▸ Kutipan:

_ _ _ _ _

Mataram (ANTARA) - Kepolisian Resor Kota Mataram, Nusa Tenggara Barat mengungkap kasus perekrutan pekerja migran secara ilegal dengan menangkap seorang perekrut berinisial NU (46), perempuan asal Batukliang Utara, Kabupaten Lombok Tengah.

Kepala Satreskrim Polresta Mataram Kompol I Made Yogi Purusa Utama di Mataram, Jumat, menjelaskan kasus ini terungkap dari hasil pengembangan laporan warga yang mengaku sebagai korban.

"Jadi, korban ini merasa ditipu dengan modus pelaku yang menjanjikan bekerja di restoran di negara Kuwait, sehingga dilakukan proses lidik sampai tertangkap pelaku yang berperan sebagai perekrut," kata Yogi.

Dari laporan, kata dia, korban pada medio Februari 2023 datang menemui pelaku untuk meminta bantuan agar bisa bekerja di luar negeri.

Korban kemudian dipertemukan dengan salah seorang agen resmi pemberangkatan pekerja migran. Namun, agen tempat pelaku NU bekerja sebagai perekrut tersebut tidak menyediakan jasa pengiriman pekerja migran tujuan Kuwait.

Alhasil, pelaku menawarkan korban untuk bekerja di Hongkong. Dari tawaran kedua tersebut, Korban menghabiskan uang Rp30 juta.

"Uang itu diminta pelaku untuk biaya pembuatan paspor, visa, dan biaya berangkat ke Hongkong," ujarnya.

Pada Mei 2023, korban selanjutnya menghubungi pelaku untuk menanyakan kabar pemberangkatan. Namun demikian, pelaku tidak kunjung memberikan kepastian kepada korban.

"Atas dasar merasa tertipu itu kemudian korban lapor dan pelaku kami tangkap Kamis malam (20/6) di salah satu rumah di wilayah Ampenan, Kota Mataram," ucap dia.

Dari penangkapan NU, kata dia, pihak kepolisian turut menyita paspor milik korban, dan barang milik NU berupa kartu ATM, buku tabungan dan telepon pintar.

Dia menyebut pelaku dalam proses pemeriksaan telah mengakui perekrutan korban sebagai pekerja migran tujuan pemberangkatan Hongkong itu berjalan secara perorangan tanpa melalui agen resmi.

_ _ _ _ _

▸ Perintah 1:
Apakah pernyataan (a), (b), dan (c) sesuai dengan kutipan tentang perekrutan pekerja migran ilegal? Jawab ya atau tidak untuk masing-masing, disertai kata-kata yang menentukan dari kutipan itu, dikutip persis.
(a) Pelaku ditangkap di sebuah rumah di wilayah Ampenan, Kota Mataram.
(b) Agen resmi tempat NU bekerja menyediakan jasa pengiriman pekerja migran ke Kuwait.
(c) Korban menghabiskan uang Rp30 juta.
Kutipan di atas tidak ada kaitannya dengan catatan sesudahnya.

▸ Catatan Tugas:
_ _ _ _ _

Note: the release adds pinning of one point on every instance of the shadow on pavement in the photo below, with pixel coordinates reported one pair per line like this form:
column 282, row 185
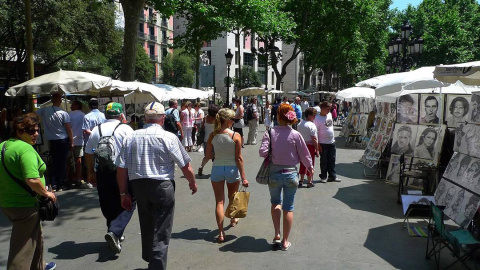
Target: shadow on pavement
column 370, row 196
column 69, row 250
column 247, row 244
column 386, row 241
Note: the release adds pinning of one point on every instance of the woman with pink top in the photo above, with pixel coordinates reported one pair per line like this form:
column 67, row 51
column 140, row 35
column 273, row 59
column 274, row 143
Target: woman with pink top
column 288, row 149
column 187, row 119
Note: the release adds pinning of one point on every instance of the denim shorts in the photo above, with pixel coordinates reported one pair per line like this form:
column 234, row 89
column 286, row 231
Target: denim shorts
column 228, row 173
column 285, row 179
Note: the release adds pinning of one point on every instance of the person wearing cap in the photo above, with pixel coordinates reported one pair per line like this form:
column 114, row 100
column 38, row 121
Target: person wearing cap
column 326, row 139
column 107, row 187
column 58, row 132
column 147, row 161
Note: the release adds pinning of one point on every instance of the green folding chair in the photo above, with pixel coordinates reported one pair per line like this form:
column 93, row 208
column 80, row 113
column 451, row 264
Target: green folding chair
column 461, row 243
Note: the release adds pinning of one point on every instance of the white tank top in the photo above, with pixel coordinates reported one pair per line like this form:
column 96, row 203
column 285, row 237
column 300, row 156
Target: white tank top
column 224, row 147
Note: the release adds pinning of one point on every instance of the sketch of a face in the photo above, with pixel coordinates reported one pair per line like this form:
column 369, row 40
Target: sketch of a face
column 449, row 196
column 458, row 109
column 404, row 138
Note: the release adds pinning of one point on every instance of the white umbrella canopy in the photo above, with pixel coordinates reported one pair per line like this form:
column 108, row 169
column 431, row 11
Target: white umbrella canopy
column 421, row 78
column 375, row 81
column 355, row 92
column 194, row 93
column 468, row 73
column 63, row 80
column 251, row 91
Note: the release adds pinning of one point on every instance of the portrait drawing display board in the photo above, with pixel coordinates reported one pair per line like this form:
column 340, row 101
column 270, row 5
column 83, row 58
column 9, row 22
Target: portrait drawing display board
column 456, row 110
column 404, row 139
column 474, row 115
column 460, row 204
column 428, row 143
column 467, row 140
column 430, row 109
column 407, row 109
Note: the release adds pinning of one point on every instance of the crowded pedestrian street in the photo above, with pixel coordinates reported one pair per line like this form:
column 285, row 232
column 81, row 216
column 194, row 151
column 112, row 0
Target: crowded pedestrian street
column 352, row 224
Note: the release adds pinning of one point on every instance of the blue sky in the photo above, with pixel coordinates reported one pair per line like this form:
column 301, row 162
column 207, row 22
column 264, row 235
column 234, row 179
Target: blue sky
column 402, row 4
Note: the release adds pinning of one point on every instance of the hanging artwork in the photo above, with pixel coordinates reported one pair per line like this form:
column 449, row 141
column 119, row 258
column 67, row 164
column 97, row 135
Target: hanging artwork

_ _ _ _ _

▸ Perintah 2: Ganti "pavement" dengan "sidewalk" dalam catatan, mulai dari baris pertamanya sampai baris yang memuat "column 386, row 241" (kedua ujung ikut). Tuliskan hanya baris-baris itu tanpa perubahan lain, dan jangan sertakan gambarnya.

▸ Hasil Latihan 1:
(a) Ya: "pelaku kami tangkap Kamis malam (20/6) di salah satu rumah di wilayah Ampenan, Kota Mataram"
(b) Tidak: "tidak menyediakan jasa pengiriman pekerja migran tujuan Kuwait"
(c) Ya: "Korban menghabiskan uang Rp30 juta"

▸ Hasil Latihan 2:
Note: the release adds pinning of one point on every instance of the shadow on sidewalk in the photo below, with pixel coordinates reported one pair per line like this form:
column 282, row 185
Target: shadow on sidewalk
column 370, row 196
column 69, row 250
column 247, row 244
column 386, row 241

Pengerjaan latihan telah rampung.